_DOCUMENT EXCERPT_

####

I absolutely loathe the premise.

I hate it. It simply fails, for me, on every single level. And not because it is a bad premise or somehow offensive - but it is simply not a story that interests me.

Because, in the end, it is all about watching the Dude - the main hero of the story - get screwed over by life again, and again, and again. It is about watching his parents completely ruin his college plans for no reason. It is about watching his classmates and teachers conspire against him, about seeing him friendless and miserable and played for laughs… and, in the end, to see him simply accepting all this. For all his complaints and frustration, he doesn’t actually bother to fight it - primarily because doing so would invalidate the scenario the plot has envisioned for him.

I have complained about this sort of situation before - it happened in Abstract Gender, where the main character hated the hand life had dealt her, but was constantly portrayed as simply going along with even the most outrageous things, simply because the plot demanded it. It bugged me then, and it bugs me now.

And I say this knowing that this isn’t how Anywhere But Here will end - knowing what I know of the previous iteration, I am fully aware that we will see the Dude overcoming his hatred for his situation and learning to make the best of it, and maybe - just maybe - finding some measure of happiness.

But… not for a while, yet. For now, it is about life grinding the Dude into the dust at every single opportunity.

And the author has a hell of a good reason for this - he talks about the origin of the strip here, but I’ll quote the key part:

“Anywhere but Here is about life taking a left turn…no, a series of left turns. Anywhere but Here is about life continiously trying to run you into a cliff no matter how hard you try and jerk the wheel away.

It IS Schadenfreude, make no doubt about that, but it’s schadenfreude with a purpose. It was my way of exploring how to deal with life when it keeps trying to grind you down. Do you shut down? Do you fight? Do you wrest the wheel away from the fickle finger of fate, or do you just crash into the cliff and hope you survive the impact?

That’s ABH in a nutshell I guess. Do you deal, or do you not deal, or do you deal with not dealing.”

Now, that’s a powerful statement. It is one that comes from the heart, and yes… it is one that makes for a good story, and good storytelling.

It just isn’t my kind of story.

Seriously - you know all those hi-larious movies out there, usually featuring Adam Sandler, that involve around the main character being constantly embarassed throughout the movie? Where you see them put through the most ridiculous situations again, and again, and again? I hate them. I loathe them beyond imagining.

And this story, right here - yes, its more than one of those stupid movies. Yes, it is building towards a much bigger picture, and one day it will answer the question it asks, and move on from there.

But right here, right now, it just isn’t meant for me. It is simply too much concentrated schadenfreude - something I might be able to handle in small doses, but not when it infests every single element of the strip.

It took me a while to realize this - each individual update is so well-designed, and each tends to work for me in isolation. But put them all together, and it had started to get to the point where I was physically cringing every time the Dude got screwed over, and it wasn’t until I finally sat down and examined things closely that I realized this was a recurring habit.

####

_DATASET CONTENT_

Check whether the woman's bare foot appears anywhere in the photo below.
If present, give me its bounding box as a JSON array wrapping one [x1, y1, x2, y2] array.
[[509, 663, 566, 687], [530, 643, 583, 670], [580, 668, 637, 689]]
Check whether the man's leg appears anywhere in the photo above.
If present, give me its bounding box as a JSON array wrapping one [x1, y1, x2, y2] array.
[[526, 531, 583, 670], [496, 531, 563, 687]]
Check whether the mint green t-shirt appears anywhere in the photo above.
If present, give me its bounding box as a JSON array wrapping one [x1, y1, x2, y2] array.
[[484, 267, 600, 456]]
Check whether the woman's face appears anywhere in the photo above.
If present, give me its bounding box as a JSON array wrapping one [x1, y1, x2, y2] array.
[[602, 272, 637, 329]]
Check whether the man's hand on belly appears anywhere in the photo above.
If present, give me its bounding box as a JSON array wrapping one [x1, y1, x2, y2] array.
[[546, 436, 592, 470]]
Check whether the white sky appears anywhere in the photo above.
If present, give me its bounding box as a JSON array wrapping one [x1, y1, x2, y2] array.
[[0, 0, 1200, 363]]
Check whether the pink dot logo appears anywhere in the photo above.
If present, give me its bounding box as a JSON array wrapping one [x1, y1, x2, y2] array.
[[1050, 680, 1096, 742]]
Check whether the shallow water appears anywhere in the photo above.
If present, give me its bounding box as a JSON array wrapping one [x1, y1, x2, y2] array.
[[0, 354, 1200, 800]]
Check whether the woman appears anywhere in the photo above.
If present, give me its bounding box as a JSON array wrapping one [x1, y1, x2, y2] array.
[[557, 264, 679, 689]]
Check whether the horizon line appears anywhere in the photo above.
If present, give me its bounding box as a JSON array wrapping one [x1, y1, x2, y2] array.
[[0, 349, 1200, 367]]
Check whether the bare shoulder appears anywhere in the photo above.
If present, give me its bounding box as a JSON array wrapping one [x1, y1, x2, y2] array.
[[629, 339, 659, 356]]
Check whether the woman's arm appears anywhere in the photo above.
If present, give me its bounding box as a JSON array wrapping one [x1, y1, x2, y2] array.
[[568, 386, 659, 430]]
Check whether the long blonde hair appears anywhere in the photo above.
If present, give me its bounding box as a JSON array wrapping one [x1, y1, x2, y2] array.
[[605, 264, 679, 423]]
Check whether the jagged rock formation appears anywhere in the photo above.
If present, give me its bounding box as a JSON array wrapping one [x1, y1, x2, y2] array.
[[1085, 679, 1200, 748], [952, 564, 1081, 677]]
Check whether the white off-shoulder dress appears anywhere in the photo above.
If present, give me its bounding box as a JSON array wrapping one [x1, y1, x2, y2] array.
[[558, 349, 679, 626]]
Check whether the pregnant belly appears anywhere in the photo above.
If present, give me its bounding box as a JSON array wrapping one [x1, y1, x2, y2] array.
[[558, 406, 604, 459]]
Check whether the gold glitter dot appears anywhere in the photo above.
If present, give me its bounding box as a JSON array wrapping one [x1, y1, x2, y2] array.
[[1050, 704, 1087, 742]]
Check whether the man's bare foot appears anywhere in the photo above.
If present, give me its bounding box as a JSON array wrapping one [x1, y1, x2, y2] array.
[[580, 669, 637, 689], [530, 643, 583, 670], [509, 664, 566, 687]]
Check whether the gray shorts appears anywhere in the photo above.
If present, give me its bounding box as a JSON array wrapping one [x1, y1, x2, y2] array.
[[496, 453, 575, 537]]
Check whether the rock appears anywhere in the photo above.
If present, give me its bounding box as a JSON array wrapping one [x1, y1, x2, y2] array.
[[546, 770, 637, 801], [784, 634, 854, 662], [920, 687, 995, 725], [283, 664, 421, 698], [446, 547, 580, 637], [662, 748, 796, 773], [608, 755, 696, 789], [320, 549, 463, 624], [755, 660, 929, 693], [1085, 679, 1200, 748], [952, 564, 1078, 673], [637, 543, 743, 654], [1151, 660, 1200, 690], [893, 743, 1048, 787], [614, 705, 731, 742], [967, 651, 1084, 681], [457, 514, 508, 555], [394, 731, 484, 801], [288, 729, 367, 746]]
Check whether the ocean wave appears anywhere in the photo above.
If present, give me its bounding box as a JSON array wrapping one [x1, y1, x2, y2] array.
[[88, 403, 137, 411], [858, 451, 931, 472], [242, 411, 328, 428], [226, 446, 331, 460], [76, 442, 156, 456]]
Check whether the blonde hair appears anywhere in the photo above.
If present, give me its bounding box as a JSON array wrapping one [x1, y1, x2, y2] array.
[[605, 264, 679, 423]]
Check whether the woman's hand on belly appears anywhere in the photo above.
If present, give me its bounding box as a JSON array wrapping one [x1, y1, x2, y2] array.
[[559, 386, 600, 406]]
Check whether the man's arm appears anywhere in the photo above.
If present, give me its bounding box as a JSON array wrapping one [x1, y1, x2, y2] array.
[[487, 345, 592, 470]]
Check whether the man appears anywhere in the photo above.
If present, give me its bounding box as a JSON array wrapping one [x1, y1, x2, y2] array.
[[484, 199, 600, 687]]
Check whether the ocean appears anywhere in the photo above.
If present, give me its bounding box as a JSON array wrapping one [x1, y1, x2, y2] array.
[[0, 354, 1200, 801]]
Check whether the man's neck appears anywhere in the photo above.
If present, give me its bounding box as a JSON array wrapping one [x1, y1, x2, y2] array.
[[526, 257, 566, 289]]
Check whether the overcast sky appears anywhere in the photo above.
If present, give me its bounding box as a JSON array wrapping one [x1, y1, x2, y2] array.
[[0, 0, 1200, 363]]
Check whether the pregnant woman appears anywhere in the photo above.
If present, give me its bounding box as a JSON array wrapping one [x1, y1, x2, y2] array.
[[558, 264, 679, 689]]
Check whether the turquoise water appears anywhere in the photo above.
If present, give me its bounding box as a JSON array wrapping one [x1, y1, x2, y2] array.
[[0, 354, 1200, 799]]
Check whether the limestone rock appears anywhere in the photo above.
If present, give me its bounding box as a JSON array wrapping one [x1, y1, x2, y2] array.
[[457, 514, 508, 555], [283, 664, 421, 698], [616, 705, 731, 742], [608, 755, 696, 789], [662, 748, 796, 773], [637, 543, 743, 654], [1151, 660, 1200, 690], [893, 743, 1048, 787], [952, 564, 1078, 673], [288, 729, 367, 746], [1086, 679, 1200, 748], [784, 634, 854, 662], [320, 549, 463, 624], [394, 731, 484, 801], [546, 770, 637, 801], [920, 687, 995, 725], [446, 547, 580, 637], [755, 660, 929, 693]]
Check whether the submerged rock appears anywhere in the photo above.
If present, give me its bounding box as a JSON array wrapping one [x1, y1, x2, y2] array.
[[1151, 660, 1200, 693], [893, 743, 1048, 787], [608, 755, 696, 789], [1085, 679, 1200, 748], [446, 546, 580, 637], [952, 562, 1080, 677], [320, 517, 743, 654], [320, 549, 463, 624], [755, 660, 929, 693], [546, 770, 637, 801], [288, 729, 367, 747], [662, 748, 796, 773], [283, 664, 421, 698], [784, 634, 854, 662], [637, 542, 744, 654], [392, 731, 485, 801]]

####

_EXERCISE 1_
In the webcomic review, what earlier work does the writer say had the same problem of a main character going along with outrageous things because the plot demanded it?
_EXERCISE 2_
Quote the stretch of the webcomic review from "It just isn’t my" through "them beyond imagining.".

_TASK RESPONSE 1_
Abstract Gender

_TASK RESPONSE 2_
It just isn’t my kind of story.

Seriously - you know all those hi-larious movies out there, usually featuring Adam Sandler, that involve around the main character being constantly embarassed throughout the movie? Where you see them put through the most ridiculous situations again, and again, and again? I hate them. I loathe them beyond imagining.